• [Supplied passage]
* * * * * * * * *

17

There are variables in the shell like $0, $1, $2, $?, etc.

I tried to print the shell and environment variables using the following command:

set

But these variables were not in the list.

So basically these variables are not considered to be shell/environment variables, right? (even though to output them, you have to precede them with a $, like you do with shell/environment variables)

  • 3
    The positional parameters are not variables. You cannot export 3 to turn $3 into an environment variable. You cannot unset 3; and you cannot assign $3 a new value using 3=val. – Kaz Oct 26 '17 at 7:49
25

Variables are one of three distinct varieties of parameters in shell.

  1. A variable is a parameter whose name is a valid shell identifier; starts with _ or a letter, followed by zero or more letters, numbers or _.
  2. The positional parameters are the numbered parameters $1, $2, ...
  3. The special parameters all have single-character names, and aside from $0, they are all various punctuation characters.

set only displays the shell's variables.

A subset of the shell variables are the environment variables, whose values are either inherited from the environment when the shell starts up, or are created by setting the export attribute on a valid name.

* * * * * * * * *

• [Data entries]
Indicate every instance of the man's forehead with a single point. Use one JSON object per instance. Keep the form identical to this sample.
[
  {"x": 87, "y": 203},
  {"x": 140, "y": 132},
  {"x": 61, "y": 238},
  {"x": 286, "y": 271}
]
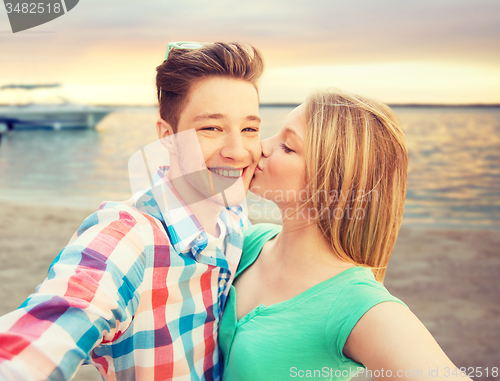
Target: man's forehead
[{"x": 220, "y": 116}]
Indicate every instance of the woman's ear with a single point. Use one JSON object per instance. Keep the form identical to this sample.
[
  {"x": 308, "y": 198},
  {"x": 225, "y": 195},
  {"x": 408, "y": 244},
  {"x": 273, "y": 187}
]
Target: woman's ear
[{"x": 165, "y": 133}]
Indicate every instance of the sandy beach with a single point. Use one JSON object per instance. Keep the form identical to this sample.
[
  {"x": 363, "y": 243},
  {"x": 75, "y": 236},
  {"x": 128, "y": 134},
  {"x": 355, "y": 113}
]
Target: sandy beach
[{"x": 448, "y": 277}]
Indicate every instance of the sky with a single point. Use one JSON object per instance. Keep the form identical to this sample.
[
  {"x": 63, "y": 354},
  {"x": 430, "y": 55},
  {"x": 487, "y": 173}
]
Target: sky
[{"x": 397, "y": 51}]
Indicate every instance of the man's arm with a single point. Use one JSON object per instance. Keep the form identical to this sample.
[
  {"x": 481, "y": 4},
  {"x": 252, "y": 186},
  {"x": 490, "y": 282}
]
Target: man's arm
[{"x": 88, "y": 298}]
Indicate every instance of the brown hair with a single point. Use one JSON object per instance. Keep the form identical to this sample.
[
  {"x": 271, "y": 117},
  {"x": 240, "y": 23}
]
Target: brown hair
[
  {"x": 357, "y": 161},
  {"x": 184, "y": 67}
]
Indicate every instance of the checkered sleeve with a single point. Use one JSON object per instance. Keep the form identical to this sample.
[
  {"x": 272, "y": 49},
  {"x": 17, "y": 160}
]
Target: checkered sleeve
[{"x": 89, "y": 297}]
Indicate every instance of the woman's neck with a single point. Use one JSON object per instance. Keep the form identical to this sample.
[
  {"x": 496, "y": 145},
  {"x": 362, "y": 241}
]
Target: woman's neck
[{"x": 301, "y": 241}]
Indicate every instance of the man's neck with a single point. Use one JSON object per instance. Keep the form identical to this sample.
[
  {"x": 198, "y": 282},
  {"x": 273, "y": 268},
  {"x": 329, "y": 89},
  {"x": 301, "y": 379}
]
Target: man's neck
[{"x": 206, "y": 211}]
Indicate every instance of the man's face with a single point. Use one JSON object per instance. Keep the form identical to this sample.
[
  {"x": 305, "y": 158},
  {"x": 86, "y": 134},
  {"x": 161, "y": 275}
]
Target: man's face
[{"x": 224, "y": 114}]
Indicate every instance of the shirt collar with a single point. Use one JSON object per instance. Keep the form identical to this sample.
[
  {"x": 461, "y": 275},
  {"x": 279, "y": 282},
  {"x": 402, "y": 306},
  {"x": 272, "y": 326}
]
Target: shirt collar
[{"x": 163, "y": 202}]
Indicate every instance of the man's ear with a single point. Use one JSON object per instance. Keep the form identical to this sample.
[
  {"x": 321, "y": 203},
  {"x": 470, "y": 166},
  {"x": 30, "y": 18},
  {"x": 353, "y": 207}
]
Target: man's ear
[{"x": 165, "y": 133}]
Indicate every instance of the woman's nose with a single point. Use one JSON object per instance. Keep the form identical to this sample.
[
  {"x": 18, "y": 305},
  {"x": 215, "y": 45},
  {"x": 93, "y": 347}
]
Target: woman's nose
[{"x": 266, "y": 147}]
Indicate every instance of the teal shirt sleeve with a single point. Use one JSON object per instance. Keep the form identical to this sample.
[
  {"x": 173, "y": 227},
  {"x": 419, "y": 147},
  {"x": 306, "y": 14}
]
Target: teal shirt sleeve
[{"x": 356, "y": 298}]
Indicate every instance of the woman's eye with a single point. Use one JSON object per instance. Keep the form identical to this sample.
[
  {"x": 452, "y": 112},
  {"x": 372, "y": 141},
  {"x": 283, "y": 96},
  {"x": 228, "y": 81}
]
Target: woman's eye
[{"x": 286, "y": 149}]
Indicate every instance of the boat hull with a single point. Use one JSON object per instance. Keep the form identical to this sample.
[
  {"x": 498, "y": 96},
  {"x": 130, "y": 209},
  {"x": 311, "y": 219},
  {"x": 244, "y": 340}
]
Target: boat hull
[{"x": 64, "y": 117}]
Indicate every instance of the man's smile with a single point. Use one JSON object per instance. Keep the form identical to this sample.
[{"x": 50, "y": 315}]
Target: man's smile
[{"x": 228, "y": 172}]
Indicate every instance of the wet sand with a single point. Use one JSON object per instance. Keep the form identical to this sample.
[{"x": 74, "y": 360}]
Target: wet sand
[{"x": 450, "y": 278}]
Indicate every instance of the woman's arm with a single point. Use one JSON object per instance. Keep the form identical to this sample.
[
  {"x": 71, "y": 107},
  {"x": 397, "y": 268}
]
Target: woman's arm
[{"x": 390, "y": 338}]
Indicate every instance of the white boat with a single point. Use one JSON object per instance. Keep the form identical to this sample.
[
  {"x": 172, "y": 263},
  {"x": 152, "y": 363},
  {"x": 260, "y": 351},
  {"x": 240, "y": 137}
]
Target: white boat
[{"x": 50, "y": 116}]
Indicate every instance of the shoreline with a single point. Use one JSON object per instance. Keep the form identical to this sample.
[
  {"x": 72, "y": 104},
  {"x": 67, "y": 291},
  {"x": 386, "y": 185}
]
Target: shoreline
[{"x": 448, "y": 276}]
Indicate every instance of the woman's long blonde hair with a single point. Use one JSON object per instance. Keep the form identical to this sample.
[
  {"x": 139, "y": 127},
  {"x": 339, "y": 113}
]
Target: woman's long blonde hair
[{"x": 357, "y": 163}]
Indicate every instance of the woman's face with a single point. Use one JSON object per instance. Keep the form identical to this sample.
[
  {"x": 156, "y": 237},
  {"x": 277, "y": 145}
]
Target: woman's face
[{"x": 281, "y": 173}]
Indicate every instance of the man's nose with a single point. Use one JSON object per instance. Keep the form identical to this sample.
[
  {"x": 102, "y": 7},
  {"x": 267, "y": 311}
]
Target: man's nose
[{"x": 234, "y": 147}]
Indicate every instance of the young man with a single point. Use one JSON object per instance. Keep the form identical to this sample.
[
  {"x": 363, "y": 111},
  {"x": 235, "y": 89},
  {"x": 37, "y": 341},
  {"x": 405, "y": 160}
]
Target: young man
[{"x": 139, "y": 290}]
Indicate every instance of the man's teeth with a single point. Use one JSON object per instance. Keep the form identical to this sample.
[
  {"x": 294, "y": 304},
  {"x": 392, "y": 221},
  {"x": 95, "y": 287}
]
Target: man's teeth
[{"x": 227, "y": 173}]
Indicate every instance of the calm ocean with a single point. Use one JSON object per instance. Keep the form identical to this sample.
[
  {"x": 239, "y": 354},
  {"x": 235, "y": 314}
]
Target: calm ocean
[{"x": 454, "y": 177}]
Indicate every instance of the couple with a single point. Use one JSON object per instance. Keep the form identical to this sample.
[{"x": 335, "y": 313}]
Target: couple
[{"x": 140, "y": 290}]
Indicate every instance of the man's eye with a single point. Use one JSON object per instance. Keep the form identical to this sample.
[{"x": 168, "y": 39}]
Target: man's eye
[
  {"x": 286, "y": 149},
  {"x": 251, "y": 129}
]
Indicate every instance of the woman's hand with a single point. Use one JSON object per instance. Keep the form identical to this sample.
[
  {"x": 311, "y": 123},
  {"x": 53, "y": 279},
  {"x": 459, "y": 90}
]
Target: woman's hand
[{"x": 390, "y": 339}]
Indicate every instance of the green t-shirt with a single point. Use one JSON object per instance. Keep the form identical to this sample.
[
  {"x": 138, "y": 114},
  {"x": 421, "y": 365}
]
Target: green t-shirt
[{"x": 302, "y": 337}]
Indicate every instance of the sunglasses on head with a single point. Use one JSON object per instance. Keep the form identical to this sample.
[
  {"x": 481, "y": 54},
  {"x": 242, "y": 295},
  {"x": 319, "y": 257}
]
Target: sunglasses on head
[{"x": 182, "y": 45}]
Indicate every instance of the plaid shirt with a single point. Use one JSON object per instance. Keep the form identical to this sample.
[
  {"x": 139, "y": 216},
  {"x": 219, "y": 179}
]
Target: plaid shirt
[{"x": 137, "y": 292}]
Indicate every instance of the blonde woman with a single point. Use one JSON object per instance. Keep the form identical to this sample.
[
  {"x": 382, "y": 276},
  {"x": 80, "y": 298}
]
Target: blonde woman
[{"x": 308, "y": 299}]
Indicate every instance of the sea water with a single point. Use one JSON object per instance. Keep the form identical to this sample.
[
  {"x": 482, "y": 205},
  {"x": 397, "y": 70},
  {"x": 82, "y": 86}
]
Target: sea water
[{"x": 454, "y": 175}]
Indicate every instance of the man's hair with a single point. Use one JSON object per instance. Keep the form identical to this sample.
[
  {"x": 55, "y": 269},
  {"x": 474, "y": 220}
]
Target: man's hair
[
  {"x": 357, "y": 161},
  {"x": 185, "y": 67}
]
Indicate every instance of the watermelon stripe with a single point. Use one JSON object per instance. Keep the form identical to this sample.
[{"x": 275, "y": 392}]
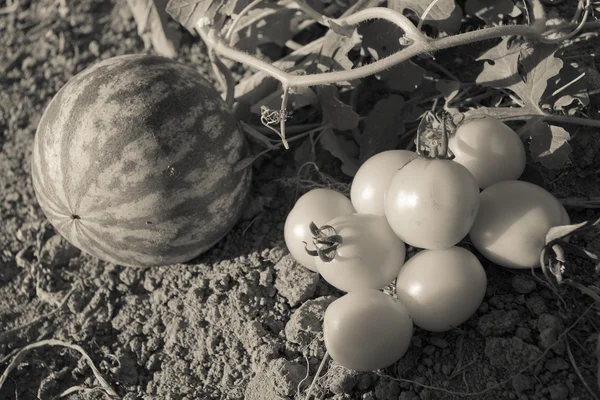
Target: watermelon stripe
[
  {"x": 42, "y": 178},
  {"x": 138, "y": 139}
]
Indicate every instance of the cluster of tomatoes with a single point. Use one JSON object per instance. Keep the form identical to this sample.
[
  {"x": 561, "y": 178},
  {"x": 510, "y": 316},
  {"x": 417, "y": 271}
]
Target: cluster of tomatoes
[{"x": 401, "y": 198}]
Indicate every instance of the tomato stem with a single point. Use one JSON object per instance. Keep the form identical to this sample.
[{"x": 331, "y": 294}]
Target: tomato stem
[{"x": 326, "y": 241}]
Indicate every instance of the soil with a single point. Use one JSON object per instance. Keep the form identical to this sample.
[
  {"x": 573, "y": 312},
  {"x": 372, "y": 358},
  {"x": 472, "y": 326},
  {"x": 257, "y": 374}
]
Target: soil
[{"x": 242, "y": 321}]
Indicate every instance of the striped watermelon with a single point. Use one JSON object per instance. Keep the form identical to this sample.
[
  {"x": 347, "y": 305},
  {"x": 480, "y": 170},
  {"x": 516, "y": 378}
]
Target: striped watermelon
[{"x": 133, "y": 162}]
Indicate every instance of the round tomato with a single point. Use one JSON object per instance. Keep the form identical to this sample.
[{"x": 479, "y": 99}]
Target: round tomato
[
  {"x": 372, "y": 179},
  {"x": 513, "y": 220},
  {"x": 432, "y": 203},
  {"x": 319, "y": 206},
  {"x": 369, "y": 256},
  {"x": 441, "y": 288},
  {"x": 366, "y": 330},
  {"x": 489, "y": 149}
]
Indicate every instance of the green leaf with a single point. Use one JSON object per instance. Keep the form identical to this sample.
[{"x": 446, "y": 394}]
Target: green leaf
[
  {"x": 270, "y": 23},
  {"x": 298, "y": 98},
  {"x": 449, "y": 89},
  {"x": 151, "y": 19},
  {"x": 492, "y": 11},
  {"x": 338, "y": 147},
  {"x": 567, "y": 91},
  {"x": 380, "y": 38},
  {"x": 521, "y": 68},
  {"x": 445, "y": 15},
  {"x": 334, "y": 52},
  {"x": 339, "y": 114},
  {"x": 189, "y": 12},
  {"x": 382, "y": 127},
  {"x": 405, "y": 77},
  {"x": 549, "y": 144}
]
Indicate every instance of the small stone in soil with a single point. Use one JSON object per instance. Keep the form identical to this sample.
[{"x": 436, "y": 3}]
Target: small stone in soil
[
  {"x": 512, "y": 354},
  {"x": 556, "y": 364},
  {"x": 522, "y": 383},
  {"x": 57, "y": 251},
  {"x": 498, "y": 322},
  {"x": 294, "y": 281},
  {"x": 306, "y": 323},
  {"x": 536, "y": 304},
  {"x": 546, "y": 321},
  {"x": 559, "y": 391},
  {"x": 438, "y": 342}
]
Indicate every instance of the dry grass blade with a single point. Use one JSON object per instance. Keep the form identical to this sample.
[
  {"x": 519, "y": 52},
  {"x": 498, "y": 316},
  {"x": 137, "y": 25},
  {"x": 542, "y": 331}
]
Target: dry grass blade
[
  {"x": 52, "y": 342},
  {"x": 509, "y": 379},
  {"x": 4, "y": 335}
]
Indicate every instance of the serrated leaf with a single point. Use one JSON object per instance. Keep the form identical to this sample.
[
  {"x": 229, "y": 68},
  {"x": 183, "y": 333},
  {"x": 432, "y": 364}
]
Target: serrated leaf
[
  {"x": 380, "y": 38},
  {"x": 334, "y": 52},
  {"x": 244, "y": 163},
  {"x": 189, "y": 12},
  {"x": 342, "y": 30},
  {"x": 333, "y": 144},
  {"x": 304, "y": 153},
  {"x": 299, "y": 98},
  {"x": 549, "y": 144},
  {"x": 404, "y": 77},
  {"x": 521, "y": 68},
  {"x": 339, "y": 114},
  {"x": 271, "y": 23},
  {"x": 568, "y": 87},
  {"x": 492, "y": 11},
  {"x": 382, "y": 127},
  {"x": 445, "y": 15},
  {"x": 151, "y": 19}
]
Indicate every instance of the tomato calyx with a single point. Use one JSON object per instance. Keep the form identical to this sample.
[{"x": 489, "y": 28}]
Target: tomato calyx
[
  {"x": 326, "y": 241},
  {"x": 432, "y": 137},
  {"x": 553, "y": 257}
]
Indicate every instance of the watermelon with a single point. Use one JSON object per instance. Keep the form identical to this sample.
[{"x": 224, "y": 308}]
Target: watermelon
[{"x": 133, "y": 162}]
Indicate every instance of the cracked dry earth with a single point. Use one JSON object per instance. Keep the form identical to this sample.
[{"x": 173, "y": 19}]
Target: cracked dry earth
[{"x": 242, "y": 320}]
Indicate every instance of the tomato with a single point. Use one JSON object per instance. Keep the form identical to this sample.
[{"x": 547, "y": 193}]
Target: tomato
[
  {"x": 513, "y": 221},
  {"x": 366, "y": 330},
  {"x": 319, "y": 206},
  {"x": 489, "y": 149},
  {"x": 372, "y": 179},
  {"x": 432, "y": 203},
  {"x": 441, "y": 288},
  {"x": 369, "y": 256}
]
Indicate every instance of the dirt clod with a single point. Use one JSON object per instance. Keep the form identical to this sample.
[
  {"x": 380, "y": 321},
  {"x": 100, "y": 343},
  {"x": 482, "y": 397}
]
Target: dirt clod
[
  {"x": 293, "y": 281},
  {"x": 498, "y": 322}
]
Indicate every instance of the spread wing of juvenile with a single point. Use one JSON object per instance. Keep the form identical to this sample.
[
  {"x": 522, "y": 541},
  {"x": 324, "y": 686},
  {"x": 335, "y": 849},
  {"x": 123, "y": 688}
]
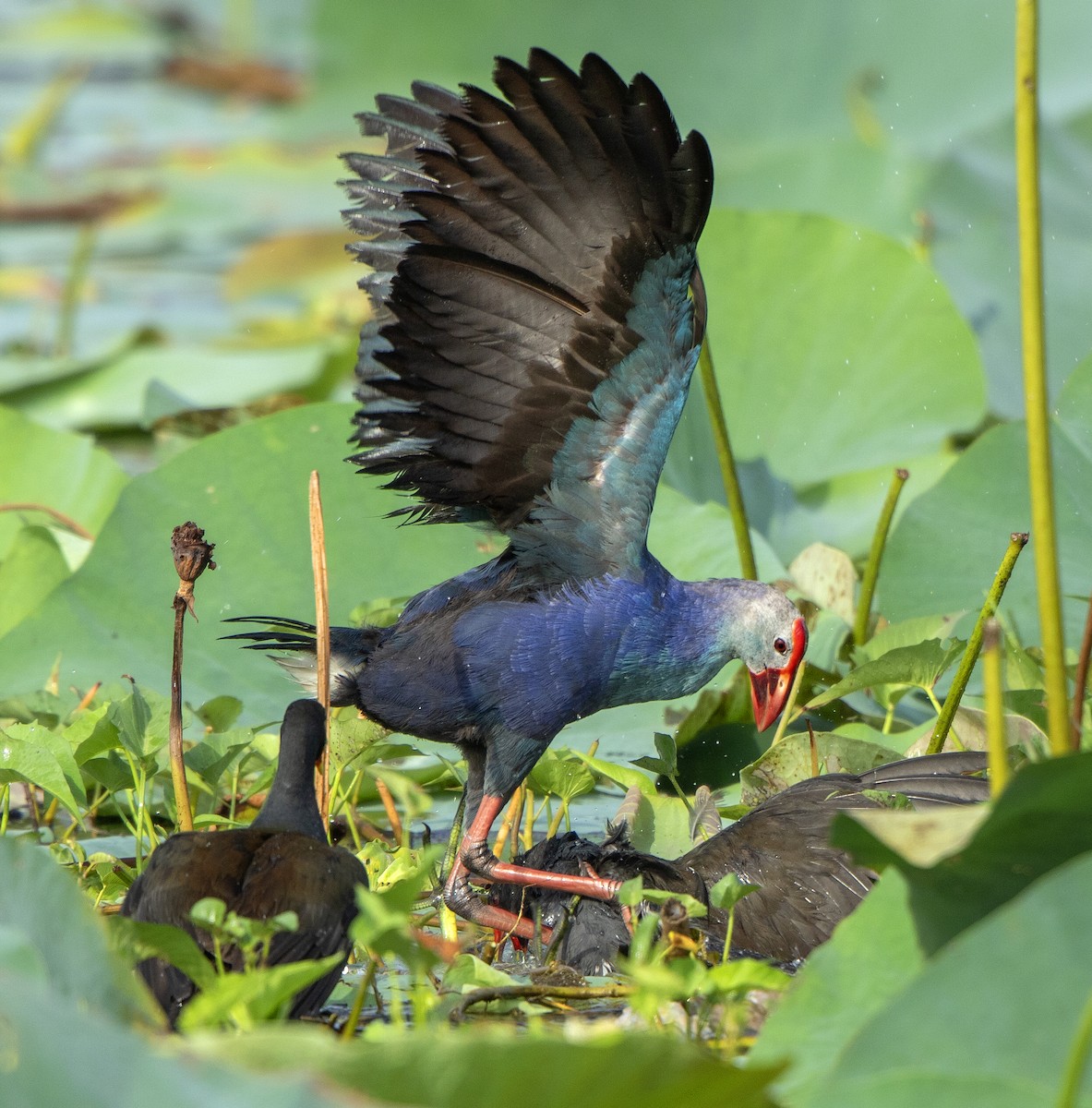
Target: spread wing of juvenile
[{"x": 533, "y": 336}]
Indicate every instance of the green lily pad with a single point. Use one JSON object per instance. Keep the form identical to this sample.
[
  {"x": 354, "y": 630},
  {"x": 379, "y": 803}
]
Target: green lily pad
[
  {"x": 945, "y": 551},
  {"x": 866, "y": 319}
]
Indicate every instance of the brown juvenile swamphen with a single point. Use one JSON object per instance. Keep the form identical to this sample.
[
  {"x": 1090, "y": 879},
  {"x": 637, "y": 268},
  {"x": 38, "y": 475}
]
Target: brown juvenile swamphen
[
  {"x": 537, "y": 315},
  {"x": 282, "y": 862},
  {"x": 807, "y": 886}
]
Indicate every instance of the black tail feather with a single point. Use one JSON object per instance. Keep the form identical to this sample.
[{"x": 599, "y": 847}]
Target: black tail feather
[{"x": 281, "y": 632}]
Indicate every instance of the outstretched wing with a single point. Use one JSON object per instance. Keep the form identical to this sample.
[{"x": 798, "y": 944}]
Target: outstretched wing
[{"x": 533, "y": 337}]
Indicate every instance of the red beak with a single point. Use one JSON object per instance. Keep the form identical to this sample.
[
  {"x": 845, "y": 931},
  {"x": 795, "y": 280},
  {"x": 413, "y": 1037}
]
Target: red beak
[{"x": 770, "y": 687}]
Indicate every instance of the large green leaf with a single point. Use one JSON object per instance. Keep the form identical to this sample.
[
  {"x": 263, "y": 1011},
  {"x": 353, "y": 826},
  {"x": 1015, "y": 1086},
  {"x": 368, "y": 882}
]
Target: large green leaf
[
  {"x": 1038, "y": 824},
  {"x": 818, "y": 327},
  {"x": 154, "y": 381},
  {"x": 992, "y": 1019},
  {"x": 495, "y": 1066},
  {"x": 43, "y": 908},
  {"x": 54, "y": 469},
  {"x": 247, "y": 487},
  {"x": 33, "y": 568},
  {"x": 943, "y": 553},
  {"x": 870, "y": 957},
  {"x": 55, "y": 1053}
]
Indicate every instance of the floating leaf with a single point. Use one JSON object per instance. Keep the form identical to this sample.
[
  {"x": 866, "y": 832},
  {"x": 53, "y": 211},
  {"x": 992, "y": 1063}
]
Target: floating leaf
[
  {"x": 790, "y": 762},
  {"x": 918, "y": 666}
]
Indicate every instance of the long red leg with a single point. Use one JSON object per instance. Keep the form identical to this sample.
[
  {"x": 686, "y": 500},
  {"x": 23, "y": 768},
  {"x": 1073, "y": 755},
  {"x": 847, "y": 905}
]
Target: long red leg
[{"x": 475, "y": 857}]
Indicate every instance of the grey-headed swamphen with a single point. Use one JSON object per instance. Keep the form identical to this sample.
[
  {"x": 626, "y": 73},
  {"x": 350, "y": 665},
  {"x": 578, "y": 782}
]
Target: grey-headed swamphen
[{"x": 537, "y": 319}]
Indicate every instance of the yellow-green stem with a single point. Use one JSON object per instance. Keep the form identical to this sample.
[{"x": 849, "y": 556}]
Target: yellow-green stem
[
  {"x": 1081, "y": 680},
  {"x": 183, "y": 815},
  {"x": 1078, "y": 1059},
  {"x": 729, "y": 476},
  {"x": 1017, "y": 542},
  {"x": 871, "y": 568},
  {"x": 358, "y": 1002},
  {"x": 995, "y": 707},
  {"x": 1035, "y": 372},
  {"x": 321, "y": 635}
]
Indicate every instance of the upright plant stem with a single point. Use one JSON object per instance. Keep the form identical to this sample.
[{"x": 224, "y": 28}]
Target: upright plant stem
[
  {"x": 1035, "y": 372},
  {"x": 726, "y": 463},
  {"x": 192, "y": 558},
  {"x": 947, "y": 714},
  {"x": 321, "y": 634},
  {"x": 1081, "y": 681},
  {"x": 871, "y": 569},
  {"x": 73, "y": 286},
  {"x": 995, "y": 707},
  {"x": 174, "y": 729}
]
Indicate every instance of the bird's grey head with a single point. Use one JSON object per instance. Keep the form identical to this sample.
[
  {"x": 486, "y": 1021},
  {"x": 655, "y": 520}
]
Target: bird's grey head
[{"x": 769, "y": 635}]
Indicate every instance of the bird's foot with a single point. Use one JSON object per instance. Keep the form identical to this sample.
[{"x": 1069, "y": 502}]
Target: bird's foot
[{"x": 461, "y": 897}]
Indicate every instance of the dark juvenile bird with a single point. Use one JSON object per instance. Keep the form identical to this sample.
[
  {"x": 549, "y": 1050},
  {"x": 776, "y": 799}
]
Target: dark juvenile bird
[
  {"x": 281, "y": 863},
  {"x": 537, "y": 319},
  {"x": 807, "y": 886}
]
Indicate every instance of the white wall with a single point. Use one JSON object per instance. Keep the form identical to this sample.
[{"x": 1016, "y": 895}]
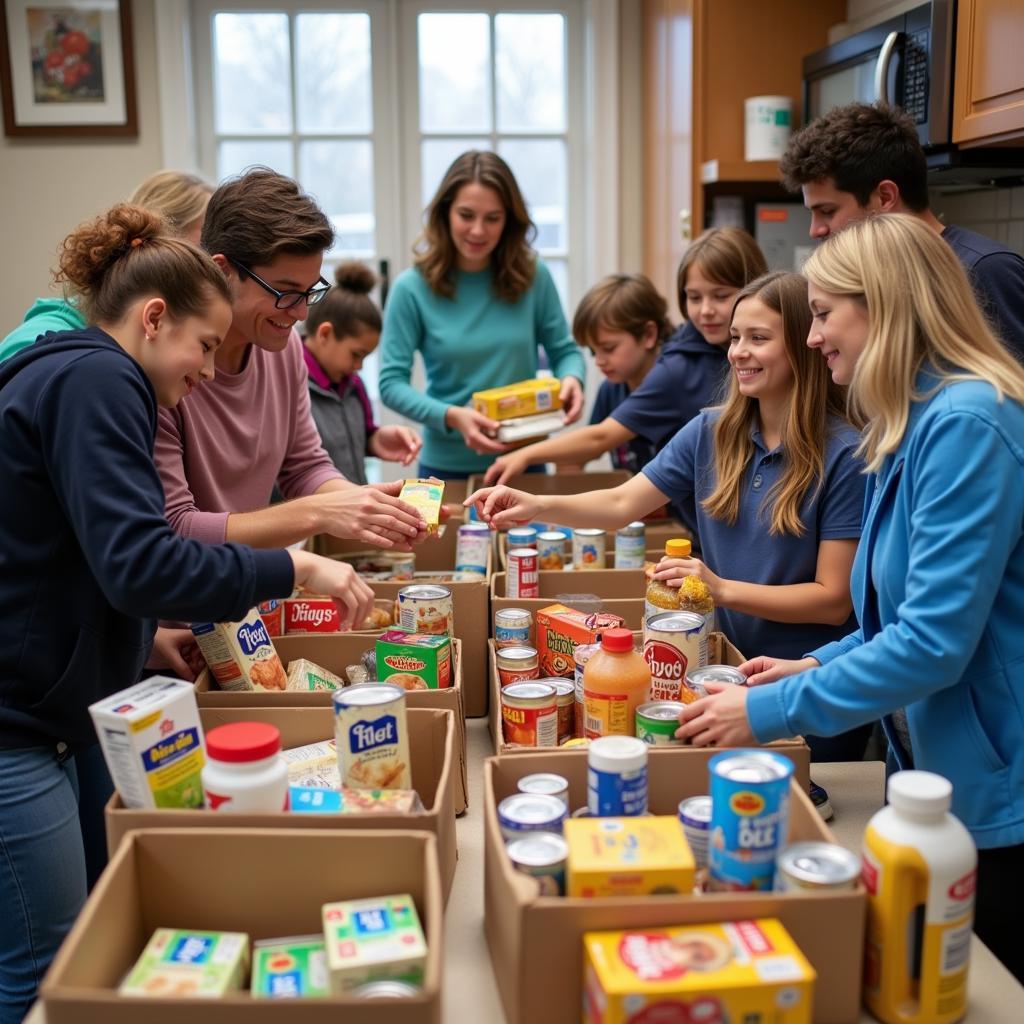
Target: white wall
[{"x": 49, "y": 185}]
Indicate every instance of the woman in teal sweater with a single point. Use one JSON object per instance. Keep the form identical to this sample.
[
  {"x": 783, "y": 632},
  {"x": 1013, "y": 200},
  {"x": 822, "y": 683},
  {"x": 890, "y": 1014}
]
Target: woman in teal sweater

* * * * * * * * *

• [Problem set]
1. Write out the stretch of the shell parameters text from "Variables are one" through "various punctuation characters.", switching "shell identifier" to "shell name".
2. Using the shell parameters text, decide whether each statement agrees with it: (a) set lists the positional parameters along with the variables; (b) every special parameter has a single-character name; (c) a variable's name may begin with a digit.

• [Solutions in order]
1.
Variables are one of three distinct varieties of parameters in shell.

  1. A variable is a parameter whose name is a valid shell name; starts with _ or a letter, followed by zero or more letters, numbers or _.
  2. The positional parameters are the numbered parameters $1, $2, ...
  3. The special parameters all have single-character names, and aside from $0, they are all various punctuation characters.

2.
(a) No: "set only displays the shell's variables."
(b) Yes: "The special parameters all have single-character names"
(c) No: "starts with _ or a letter"